• Excerpted passage:
Lamentations 2:11-19 Pain: the Beginning of Healing – Part 2

First off, please read our text today, which is Lamentations 2:11-19.

In these verses we have the observer not only observing but making statements of the pain they feel from what they see. They have cried and cried, their heart is ripped out of their chest for what they observe as the people are destroyed, children and barely holding on as they try to survive in the streets with their parents unable to provide. And so in verse 13 they make this plea, this statement to Daughter Jerusalem, that they recognize that their own words will fail them. That they wish they could come up with words that would be like aloe upon a burn…but no amount of aloe in the world will soothe them. The observer then moves into truth statements that feel almost like they’re saying, “I get it. You should have been protected…you should have known…this should not have come down like this – I get it. The prophets should have been faithful prophesiers of God. They should have told the people to stop doing what they were doing or else you would be destroyed. Yup, I get it. Lastly, verse 19 calls the people to “cry out in the night.” To pour out your hearts like water to God. They are being encouraged to pray like they’ve never prayed before…and make it authentic, genuine, and true! To me this makes me wonder:

  • Is it right to blame others for not “telling” me to do something different? (even when I know I shouldn’t do what I do). Or maybe not putting all the blame on them but at least SOME responsibility shared!

• Material supplied:
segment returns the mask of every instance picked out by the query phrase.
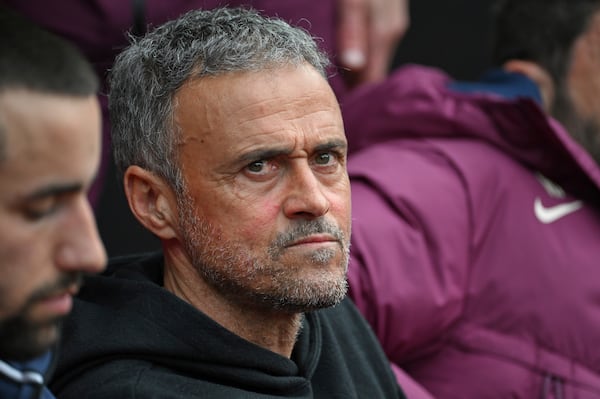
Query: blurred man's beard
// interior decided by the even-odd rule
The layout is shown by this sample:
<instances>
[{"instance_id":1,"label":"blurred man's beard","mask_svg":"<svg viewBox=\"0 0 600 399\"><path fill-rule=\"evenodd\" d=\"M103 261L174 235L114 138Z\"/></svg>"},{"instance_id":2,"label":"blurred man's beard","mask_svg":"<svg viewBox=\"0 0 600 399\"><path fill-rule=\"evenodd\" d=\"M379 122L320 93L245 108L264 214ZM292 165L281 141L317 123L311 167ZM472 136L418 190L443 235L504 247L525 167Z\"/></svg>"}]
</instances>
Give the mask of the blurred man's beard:
<instances>
[{"instance_id":1,"label":"blurred man's beard","mask_svg":"<svg viewBox=\"0 0 600 399\"><path fill-rule=\"evenodd\" d=\"M32 308L71 286L79 287L82 279L80 272L62 274L56 281L35 291L20 312L0 320L0 359L28 360L50 349L60 337L62 320L66 316L31 320Z\"/></svg>"},{"instance_id":2,"label":"blurred man's beard","mask_svg":"<svg viewBox=\"0 0 600 399\"><path fill-rule=\"evenodd\" d=\"M0 322L0 358L24 361L46 352L60 335L64 317L32 323L23 314Z\"/></svg>"},{"instance_id":3,"label":"blurred man's beard","mask_svg":"<svg viewBox=\"0 0 600 399\"><path fill-rule=\"evenodd\" d=\"M269 248L257 253L236 242L224 241L219 229L199 221L193 200L184 199L179 205L184 246L193 266L204 281L225 297L289 313L334 306L345 297L349 244L337 226L324 220L299 221L293 231L281 234ZM306 256L303 262L312 270L310 273L280 264L287 244L317 233L335 237L340 248L323 248ZM335 258L339 262L331 265ZM334 271L328 269L331 267Z\"/></svg>"},{"instance_id":4,"label":"blurred man's beard","mask_svg":"<svg viewBox=\"0 0 600 399\"><path fill-rule=\"evenodd\" d=\"M552 116L562 123L571 137L600 165L600 125L578 114L564 84L558 86L556 91Z\"/></svg>"}]
</instances>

• Tasks and exercises:
1. For each statement, say whether it agrees with the Lamentations 2:11-19 reflection, answering yes or no and quoting the deciding words of the reflection. (a) The observer recognizes that their own words will fail them. (b) Verse 19 calls the people to keep silent through the night. (c) The reflection says the prophets did tell the people to stop doing what they were doing.
2. Please carry on the Lamentations 2:11-19 reflection, starting after its last sentence.
The lines have nothing to do with the Lamentations 2:11-19 reflection.

• Answers by task:
1.
(a) Yes: "they recognize that their own words will fail them"
(b) No: "verse 19 calls the people to “cry out in the night.”"
(c) No: "They should have told the people to stop doing what they were doing or else you would be destroyed."

2.
  • Is it ever too late to turn to God?

I’ve done enough blaming of others in my life for my mistakes to know that that doesn’t sit well. That while we would LIKE to have others take our punishment and part of the blame ultimately my choices and decisions are mine and mine alone. The truth and knowledge we have is that God deals with sin across the board and yet how often do we want some of our penalty removed and given to someone else? How often do we want to throw in that “But…!” when in truth we should just bow our heads and take the punishment in which we deserve. If we declare that God is just, in which we do, then we cannot ask that his justice be different with each cause, with each case, with each infraction, and each person.

And I’ve spent enough time wondering if it was “too late” to turn to God to know that the answer to that is always “NEVER.” And so verse 19 makes me wonder if the observer is encouraging the people to pull out of their focused lament and render their hearts to God or if he’s trying to REMIND them that the only way out of this is to confess your sins. But in the end I think both of those are a “yes” answer. I’ve needed people in my own life to help me refocus because I was so stuck in a certain place. And I’ve also needed others to remind me of not only what I’ve done wrong but to tell me what to do next. We all need reminders from others to snap out of it, remind us that we are NOT too far gone from God and that the next step is ownership of our sins and the request for forgiveness. Healing from our sins, from our past, cannot work through us without some recognition of the harm we’ve done and the forgiveness we seek. Lessons need to be learned, voices need to be lifted up, and help needs to be sought. So while forgiveness ultimately comes only from God there are things that we personally need to work through and learn from.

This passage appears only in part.